--- PARTIES DE L'EXERCICE ---
[1] D'après le récit de pêche, quelle taille l'équipage attribue-t-il au barracuda remonté ?
[2] Poursuivez le récit de pêche en reprenant juste après sa dernière phrase.

--- TEXTE FOURNI ---
*****

La pêche n'a rien donné depuis le départ, on s'est même fait emporter un leurre par une grosse touche, et c'est maintenant à quelques milles de la fin qu'on remonte enfin quelque chose de gros. Suspens, le temps de se battre avec la bête au bout de la ligne et ... déception, c'est un barracuda, de bonne taille (environ 1m17 si on fait la moyenne des estimations de l'équipage!). On n'en veut plus des barracudas! on en a trop mangé, on est écoeurés. Une barque de pêcheurs se trouve à proximité, on décide de leur offrir. Un premier homme nous rejoint à la nage, monte sur la jupe arrière. Première poignée de main colombienne, première rencontre. Il siffle ses collègues. Lorsqu'ils viennent à couple d'Imagine, on découvre que ce sont des pêcheurs de langoustes, et que quelques magnifiques spécimens jonchent leur plancher. Vont-ils nous en offrir une en échange? Nous ne voulons pas marchander, juste donner, nous leur offrons donc notre poisson, qu'ils embarquent visiblement contents. Mais ils ne nous donnent rien, juste une poignée de main et un sourire, c'est déjà ça. Bienvenue en Colombie.

*****

--- DONNÉES ENREGISTRÉES ---
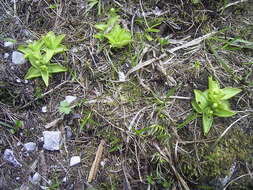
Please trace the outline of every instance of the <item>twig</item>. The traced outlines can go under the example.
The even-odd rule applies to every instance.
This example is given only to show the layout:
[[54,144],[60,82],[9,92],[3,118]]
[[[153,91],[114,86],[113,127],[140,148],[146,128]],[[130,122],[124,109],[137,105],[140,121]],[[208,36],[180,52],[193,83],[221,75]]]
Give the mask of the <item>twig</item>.
[[[175,48],[172,48],[172,49],[169,49],[167,50],[169,53],[173,54],[174,52],[180,50],[180,49],[185,49],[185,48],[188,48],[188,47],[191,47],[191,46],[195,46],[195,45],[198,45],[200,44],[202,41],[206,40],[207,38],[210,38],[211,36],[213,36],[214,34],[216,34],[218,31],[214,31],[214,32],[210,32],[204,36],[201,36],[199,38],[196,38],[194,40],[191,40],[183,45],[180,45],[178,47],[175,47]],[[135,72],[135,71],[138,71],[139,69],[143,68],[143,67],[146,67],[156,61],[159,61],[163,58],[165,58],[167,56],[166,53],[163,53],[162,55],[160,55],[160,57],[156,57],[156,58],[152,58],[150,60],[147,60],[145,62],[141,62],[139,63],[138,65],[136,65],[135,67],[133,67],[132,69],[130,69],[127,74],[126,74],[126,77],[128,77],[131,73]],[[170,58],[171,59],[171,58]],[[168,60],[166,60],[165,62],[168,62]]]
[[236,1],[236,2],[233,2],[233,3],[229,3],[229,4],[227,4],[226,6],[224,6],[224,7],[222,7],[221,9],[220,9],[220,11],[224,11],[226,8],[228,8],[228,7],[231,7],[231,6],[233,6],[233,5],[237,5],[237,4],[239,4],[239,3],[244,3],[244,2],[247,2],[248,0],[239,0],[239,1]]
[[68,83],[68,82],[69,82],[69,81],[64,81],[63,83],[57,85],[57,86],[54,87],[53,89],[51,89],[51,90],[45,92],[45,93],[42,94],[40,97],[37,97],[37,98],[35,98],[34,100],[28,102],[27,104],[25,104],[25,105],[23,105],[23,106],[21,106],[21,107],[18,107],[16,110],[20,110],[20,109],[26,108],[27,106],[31,105],[33,102],[36,102],[37,100],[39,100],[39,99],[43,98],[44,96],[50,94],[51,92],[55,91],[57,88],[60,88],[62,85],[66,84],[66,83]]
[[219,138],[215,141],[215,143],[213,144],[211,150],[213,150],[213,149],[215,148],[215,146],[218,144],[218,142],[219,142],[219,141],[222,139],[222,137],[228,132],[228,130],[229,130],[231,127],[234,126],[234,124],[236,124],[238,121],[240,121],[240,120],[242,120],[243,118],[248,117],[248,116],[249,116],[249,114],[244,115],[244,116],[240,117],[239,119],[235,120],[233,123],[231,123],[231,124],[228,126],[228,128],[226,128],[226,129],[224,130],[224,132],[219,136]]
[[96,178],[99,162],[101,160],[102,153],[104,150],[104,144],[105,144],[105,141],[101,140],[100,144],[98,146],[98,150],[96,152],[95,160],[93,161],[91,169],[90,169],[90,173],[89,173],[89,177],[88,177],[88,181],[87,181],[88,183],[92,182],[92,180]]

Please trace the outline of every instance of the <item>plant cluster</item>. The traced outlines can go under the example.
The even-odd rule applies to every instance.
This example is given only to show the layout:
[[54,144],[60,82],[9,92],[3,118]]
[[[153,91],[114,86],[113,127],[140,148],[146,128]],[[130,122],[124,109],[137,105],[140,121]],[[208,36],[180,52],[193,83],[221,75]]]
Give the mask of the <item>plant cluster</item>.
[[115,9],[110,10],[109,19],[106,23],[96,24],[95,28],[99,32],[94,36],[99,40],[107,39],[113,48],[123,48],[132,40],[131,34],[120,26],[120,16]]
[[238,88],[220,88],[217,81],[208,78],[208,89],[204,92],[194,90],[195,100],[192,101],[194,110],[202,115],[204,134],[212,127],[214,116],[231,117],[236,114],[232,111],[228,99],[240,93]]
[[18,48],[32,65],[26,73],[26,79],[42,77],[45,85],[48,86],[49,76],[52,73],[67,71],[59,63],[51,63],[54,55],[67,51],[67,48],[61,44],[64,37],[65,35],[56,36],[53,32],[48,32],[41,39]]

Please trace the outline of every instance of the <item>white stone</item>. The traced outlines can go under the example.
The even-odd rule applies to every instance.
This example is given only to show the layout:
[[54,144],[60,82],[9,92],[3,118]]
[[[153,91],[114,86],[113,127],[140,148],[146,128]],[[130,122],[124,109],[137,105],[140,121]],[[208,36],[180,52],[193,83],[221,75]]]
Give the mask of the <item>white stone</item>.
[[5,53],[5,54],[4,54],[4,59],[7,59],[9,56],[10,56],[10,54]]
[[126,81],[126,75],[123,72],[119,71],[118,75],[119,75],[119,81],[120,82],[125,82]]
[[42,113],[47,113],[47,106],[43,106],[43,107],[41,108],[41,112],[42,112]]
[[12,63],[15,65],[23,64],[25,63],[25,57],[23,53],[20,53],[18,51],[12,52]]
[[13,42],[4,42],[4,47],[13,48],[14,43]]
[[73,136],[73,132],[70,126],[65,126],[65,135],[66,139],[71,139],[71,137]]
[[62,182],[63,182],[63,183],[66,183],[66,182],[67,182],[67,177],[66,177],[66,176],[62,179]]
[[76,96],[66,96],[65,97],[65,101],[68,102],[69,104],[71,104],[75,100],[76,100]]
[[60,150],[62,135],[60,131],[44,131],[43,132],[44,145],[46,150]]
[[24,144],[24,148],[27,152],[33,152],[36,150],[37,145],[34,142],[28,142]]
[[41,181],[41,175],[36,172],[29,180],[33,185],[38,185]]
[[12,164],[14,167],[22,167],[22,164],[20,164],[16,160],[16,158],[14,156],[14,153],[11,149],[5,149],[3,160],[10,163],[10,164]]
[[70,164],[69,164],[69,166],[70,166],[70,167],[71,167],[71,166],[75,166],[75,165],[79,164],[80,162],[81,162],[80,156],[72,156],[72,157],[70,158]]

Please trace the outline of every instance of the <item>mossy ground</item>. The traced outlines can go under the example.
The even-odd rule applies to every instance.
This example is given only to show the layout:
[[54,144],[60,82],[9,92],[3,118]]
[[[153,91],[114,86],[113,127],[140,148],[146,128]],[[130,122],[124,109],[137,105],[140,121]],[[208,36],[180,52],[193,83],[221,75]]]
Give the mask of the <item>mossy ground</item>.
[[[55,58],[69,72],[53,75],[48,88],[40,78],[17,83],[17,78],[24,79],[29,63],[12,66],[10,59],[0,58],[0,121],[11,126],[15,120],[24,122],[14,134],[0,124],[1,153],[11,148],[24,165],[14,168],[1,157],[0,189],[24,184],[40,189],[28,180],[35,171],[43,177],[40,185],[49,189],[252,189],[253,47],[228,46],[236,38],[253,42],[252,3],[98,3],[101,15],[98,4],[85,13],[88,4],[79,0],[0,1],[0,53],[11,52],[1,48],[7,38],[23,44],[49,31],[66,34],[69,48]],[[122,49],[94,38],[94,25],[105,21],[111,8],[132,34],[133,41]],[[147,30],[154,25],[160,32]],[[213,31],[217,33],[194,46],[171,52]],[[160,44],[163,38],[168,43]],[[120,73],[126,81],[119,80]],[[215,118],[208,136],[203,135],[200,118],[179,128],[193,112],[193,89],[206,89],[210,75],[222,87],[243,90],[231,100],[237,115]],[[71,114],[63,117],[58,106],[67,95],[78,100]],[[47,113],[41,112],[44,105]],[[44,126],[61,117],[63,121],[50,130],[65,134],[65,126],[70,126],[72,138],[59,152],[43,151],[39,139]],[[102,139],[106,145],[97,177],[88,184]],[[27,156],[17,144],[29,141],[39,147]],[[69,167],[75,155],[81,156],[81,164]],[[225,177],[229,180],[221,185]]]

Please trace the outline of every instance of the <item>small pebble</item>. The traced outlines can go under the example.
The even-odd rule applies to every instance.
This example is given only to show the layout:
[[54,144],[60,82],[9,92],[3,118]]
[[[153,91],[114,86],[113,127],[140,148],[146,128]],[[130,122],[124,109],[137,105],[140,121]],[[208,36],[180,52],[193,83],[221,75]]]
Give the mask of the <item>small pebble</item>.
[[79,164],[80,162],[81,162],[80,156],[72,156],[72,157],[70,158],[70,164],[69,164],[69,166],[70,166],[70,167],[71,167],[71,166],[75,166],[75,165]]
[[16,160],[16,158],[14,156],[14,153],[11,149],[5,149],[3,160],[10,163],[10,164],[12,164],[14,167],[17,167],[17,168],[22,167],[22,164],[20,164]]
[[18,51],[12,52],[12,63],[13,64],[20,65],[20,64],[23,64],[25,62],[26,62],[26,60],[24,58],[24,54],[23,53],[20,53]]
[[24,144],[24,148],[27,152],[33,152],[36,150],[37,145],[34,142],[28,142]]
[[30,182],[34,185],[38,185],[41,181],[41,175],[36,172],[32,177],[30,177]]
[[4,54],[4,59],[7,59],[9,56],[10,56],[10,54],[5,53],[5,54]]
[[73,132],[70,126],[65,126],[65,134],[67,139],[71,139]]
[[75,100],[76,100],[76,96],[66,96],[65,97],[65,101],[68,102],[69,104],[71,104]]
[[47,113],[47,106],[43,106],[43,107],[41,108],[41,112],[42,112],[42,113]]
[[20,80],[20,79],[16,79],[16,82],[17,82],[17,83],[21,83],[21,80]]
[[13,42],[4,42],[4,47],[13,48],[14,43]]
[[46,150],[60,150],[62,136],[60,131],[44,131],[43,139],[44,145],[43,148]]
[[119,75],[119,81],[120,82],[126,81],[126,75],[123,72],[119,71],[118,75]]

*****

--- RÉSULTATS PAR CONSIGNE ---
[1] Environ 1m17, selon la moyenne des estimations de l'équipage.

[2]
Cartagena n'est plus qu'à une heure de navigation. Nous longeons la vieille ville coloniale, immédiatement suivie par de longues plages bordées de buildings tous plus hauts les uns que les autres. L'entrée de la baie se trouve au sud de cette folie immobilière. Boca Grande, c'est son nom, est large d'un mille environ (c'est une grande bouche), a priori c'est une entrée facile. Mais les habitants de l'âge d'or, qui redoutaient à juste titre les attaques des pirates, avaient édifié sur toute la largeur un mur sous-marin qui affleure presque à un mètre sous la surface, sur lequel les navires ennemis venaient lamentablement crever leur coque. Heureusement de nos jours, un passage large d'une cinquantaine de mètres a été aménagé, évitant un large détour par Boca Chica plus au sud. Pour notre part, nous n'avons pas vu moins de 5 mètres de fond dans ce passage, bien que certaines informations indiquent deux mètres.


Une pirogue ancestrale devant la modernité
de Boca Grande

Le mouillage du club nautique,
devant la vieille ville de Cartagene

A 14h, nous mouillons devant le Club Nautico, en face de la base des gardes-côtes, et en vue de la vieille ville, en compagnie d'une bonne trentaine de voiliers. Imagine est en Colombie, ça fait drôle de se le dire, et pourtant c'est vrai!


A suivre ...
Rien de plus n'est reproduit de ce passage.